Job: Give a verbatim quotation of every record.

### Given entries

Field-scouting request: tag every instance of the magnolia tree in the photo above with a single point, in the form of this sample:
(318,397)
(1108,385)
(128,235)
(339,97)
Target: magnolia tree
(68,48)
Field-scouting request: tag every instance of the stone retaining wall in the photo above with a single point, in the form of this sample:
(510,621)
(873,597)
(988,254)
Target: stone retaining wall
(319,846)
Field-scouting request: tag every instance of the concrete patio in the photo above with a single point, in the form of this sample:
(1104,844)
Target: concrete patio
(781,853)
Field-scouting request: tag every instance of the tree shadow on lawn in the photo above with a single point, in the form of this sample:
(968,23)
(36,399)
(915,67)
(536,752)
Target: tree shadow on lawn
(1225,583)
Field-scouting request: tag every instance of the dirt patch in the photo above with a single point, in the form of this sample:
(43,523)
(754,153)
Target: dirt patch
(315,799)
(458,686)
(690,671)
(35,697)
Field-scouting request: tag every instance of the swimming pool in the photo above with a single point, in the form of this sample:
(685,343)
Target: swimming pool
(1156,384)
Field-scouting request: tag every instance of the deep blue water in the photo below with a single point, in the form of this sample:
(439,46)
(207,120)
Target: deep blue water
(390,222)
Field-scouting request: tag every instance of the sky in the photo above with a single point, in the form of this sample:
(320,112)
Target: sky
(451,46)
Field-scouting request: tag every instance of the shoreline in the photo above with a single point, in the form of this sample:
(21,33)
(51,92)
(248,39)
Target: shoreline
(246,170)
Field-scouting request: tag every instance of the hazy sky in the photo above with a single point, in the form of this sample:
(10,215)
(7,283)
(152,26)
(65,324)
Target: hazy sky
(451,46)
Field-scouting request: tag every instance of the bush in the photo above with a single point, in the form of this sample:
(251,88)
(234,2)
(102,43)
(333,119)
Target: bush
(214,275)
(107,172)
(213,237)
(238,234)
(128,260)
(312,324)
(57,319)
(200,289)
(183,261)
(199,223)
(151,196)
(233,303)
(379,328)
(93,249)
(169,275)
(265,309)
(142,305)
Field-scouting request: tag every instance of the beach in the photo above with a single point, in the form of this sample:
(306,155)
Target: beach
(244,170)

######

Full solution:
Field-scouting request: tag every instance of the magnolia tree in the photo above with a single point, in the form of this sample:
(318,397)
(1108,385)
(128,235)
(339,97)
Target: magnolia tree
(68,48)
Field-scouting request: tag every instance of the stone retaining wall in the photo above with a single point, in the form of this sample:
(510,621)
(873,597)
(988,254)
Target: stone retaining wall
(319,846)
Field-scouting request: tag every instance of the concrete patio in the photo above with a single point, in the form of this sample:
(1104,844)
Target: concrete patio
(781,853)
Field-scouting request: tag every instance of the tree shadow on lawn in the photo above with a single point, in the form of this sample:
(968,23)
(36,399)
(915,67)
(536,752)
Target: tree shadow on lawn
(1225,583)
Field-scouting request: tag every instance of the dirt patch in the photo above with a single point, in the form of this sample:
(43,523)
(754,153)
Target: dirt patch
(315,799)
(458,686)
(690,671)
(35,697)
Field-scouting request: tag every instance of the swimming pool in the photo above with a single point, in the form of this sample:
(685,343)
Target: swimming pool
(1156,384)
Field-scouting request: tag every instance of the deep blue water in the photo below with a single point, in the form of this sample:
(439,46)
(207,120)
Target: deep blue water
(390,222)
Field-scouting request: tag every instance of the sky in the photo above with a single point, in the form of this sample:
(320,112)
Target: sky
(451,46)
Field-scouting request: tag every instance of the shoreline in the photo above with a single point, in the form of this sample:
(21,33)
(51,92)
(248,39)
Target: shoreline
(246,170)
Field-scouting request: tag every instance of the hazy sky in the photo above with a single point, in the form of this sample:
(10,215)
(7,283)
(152,26)
(65,324)
Target: hazy sky
(451,46)
Field-scouting request: tag every instance of the bush in the photo above with a single point, in the form of this sample:
(251,88)
(234,2)
(102,43)
(333,119)
Target: bush
(214,275)
(107,172)
(213,237)
(238,234)
(128,260)
(312,324)
(57,319)
(200,289)
(183,261)
(199,223)
(151,196)
(233,303)
(379,328)
(93,249)
(169,275)
(265,309)
(142,305)
Field-scouting request: tag every instance of the beach in the photo above with a single point, in the form of this sample:
(306,155)
Target: beach
(244,170)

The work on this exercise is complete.